**Problem description**
Could you render the records below as a two-column CSV headed request and answer, with one row per record and each record's text and its answer in a single quoted field with line breaks turned into spaces?

**Data provided**
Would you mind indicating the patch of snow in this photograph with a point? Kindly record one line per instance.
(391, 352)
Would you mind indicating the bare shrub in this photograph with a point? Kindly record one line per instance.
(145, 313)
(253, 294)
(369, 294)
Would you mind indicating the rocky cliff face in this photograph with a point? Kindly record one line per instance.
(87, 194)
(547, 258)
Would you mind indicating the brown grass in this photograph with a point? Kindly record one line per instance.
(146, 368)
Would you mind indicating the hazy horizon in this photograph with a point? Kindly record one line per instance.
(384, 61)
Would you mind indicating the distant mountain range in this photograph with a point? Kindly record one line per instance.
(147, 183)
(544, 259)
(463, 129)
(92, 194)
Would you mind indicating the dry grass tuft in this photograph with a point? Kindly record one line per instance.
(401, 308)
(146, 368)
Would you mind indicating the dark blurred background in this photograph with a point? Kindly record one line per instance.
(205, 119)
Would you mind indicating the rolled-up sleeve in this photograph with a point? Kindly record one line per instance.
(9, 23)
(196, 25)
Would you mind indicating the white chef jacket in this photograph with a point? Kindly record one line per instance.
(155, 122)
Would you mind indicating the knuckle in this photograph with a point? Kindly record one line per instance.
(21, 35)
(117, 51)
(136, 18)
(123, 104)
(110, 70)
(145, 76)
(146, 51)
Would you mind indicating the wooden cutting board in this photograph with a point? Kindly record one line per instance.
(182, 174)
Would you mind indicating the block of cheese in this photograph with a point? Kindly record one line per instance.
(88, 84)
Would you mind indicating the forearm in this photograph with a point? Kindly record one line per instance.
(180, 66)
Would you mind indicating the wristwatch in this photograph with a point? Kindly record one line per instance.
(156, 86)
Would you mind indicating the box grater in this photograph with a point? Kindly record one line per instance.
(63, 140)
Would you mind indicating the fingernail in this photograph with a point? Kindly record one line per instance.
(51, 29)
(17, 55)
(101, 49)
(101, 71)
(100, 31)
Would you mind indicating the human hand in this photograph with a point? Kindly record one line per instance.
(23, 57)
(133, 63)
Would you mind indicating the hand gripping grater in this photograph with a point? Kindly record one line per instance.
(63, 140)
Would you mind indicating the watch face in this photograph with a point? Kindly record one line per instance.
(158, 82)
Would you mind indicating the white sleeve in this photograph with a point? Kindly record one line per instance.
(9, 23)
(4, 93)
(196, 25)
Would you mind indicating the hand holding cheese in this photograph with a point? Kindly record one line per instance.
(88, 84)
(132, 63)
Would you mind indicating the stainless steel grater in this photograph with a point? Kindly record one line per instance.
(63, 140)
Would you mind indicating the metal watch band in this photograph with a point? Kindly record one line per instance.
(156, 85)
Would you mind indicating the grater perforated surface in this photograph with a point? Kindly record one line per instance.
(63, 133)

**Full answer**
request,answer
"Would you mind indicating the patch of snow in this photograph with a point? Kindly record one line per instance.","(391, 352)"
"Would you mind indicating the bare shrub in this photograph with a point? Kindly record one line per instance.","(145, 313) (253, 294) (369, 294)"
"Would you mind indicating the rocky cliff face in this photograph with a point? Kindly record one line per instance.","(87, 194) (547, 258)"
"Would you mind indicating the brown grass in this photograph with a point? Kindly record one line per instance.","(146, 368)"
"Would you mind indicating the hazy horizon in this photograph with a point? Kindly record one line per instance.","(384, 61)"
"Would you mind indicating the distant mountain range in this photograph with a point? Kindly record one line per instance.","(147, 183) (544, 259) (463, 129) (92, 194)"
"Would you mind indicating the dry grass tuft in this photograph with a point? Kindly record one line per instance.","(401, 308) (146, 368)"
"Would you mind indicating the dark blurred background in this photograph with a point? Kindly record one line per instance.","(205, 119)"
"Would you mind indicating the rolled-up sleeve in this photograph with a point? Kindly record one line per instance.","(9, 23) (196, 25)"
"Would you mind indicating the white chef jacket in this photograph with a point? Kindly record one line per instance.","(155, 122)"
"Would you mind indicating the knuckle in this photograph with a point? Kindly record one line per instance.","(21, 35) (117, 51) (136, 18) (123, 104) (110, 70) (145, 76) (146, 51)"
"Would you mind indicating the wooden cutting board in this photograph with a point? Kindly record one line per instance.","(182, 174)"
"Would you mind indicating the block of cheese in this photograph with a point? Kindly record one line per instance.","(88, 84)"
"Would you mind indicating the forearm in this photograph with a point? Kindly record one line per instance.","(180, 66)"
"Would you mind indicating the wristwatch in this photograph with a point? Kindly record one line per instance.","(156, 86)"
"Would you mind indicating the box grater in this photograph with a point? Kindly record one line per instance.","(63, 140)"
"Would you mind indicating the fingernail in this photograph with a point? Kindly record one line per instance.","(51, 29) (17, 55) (101, 49) (101, 71) (100, 31)"
"Would you mind indicating the human hand in this photograph with a point? Kindly record one line per instance.","(23, 57) (133, 63)"
"Would you mind indicating the hand gripping grater in this photograph with a point? Kindly record one line per instance.","(63, 140)"
"Would you mind indicating the watch face in this photograph with a point? Kindly record one line per instance.","(158, 82)"
"Would you mind indicating the white sleeve in this photograph with a point? Kindly record one line per instance.","(9, 23) (4, 93) (196, 25)"
"Would you mind indicating the hand holding cheese in this photograph with a point? Kindly record one line per instance.","(88, 84) (132, 63)"
"Would you mind indicating the stainless steel grater in this photograph with a point? Kindly record one line per instance.","(63, 140)"
"Would you mind indicating the metal watch band in this photograph with a point? Kindly record one line per instance.","(156, 85)"
"Would you mind indicating the grater perforated surface in this photograph with a point? Kindly record one line per instance.","(63, 133)"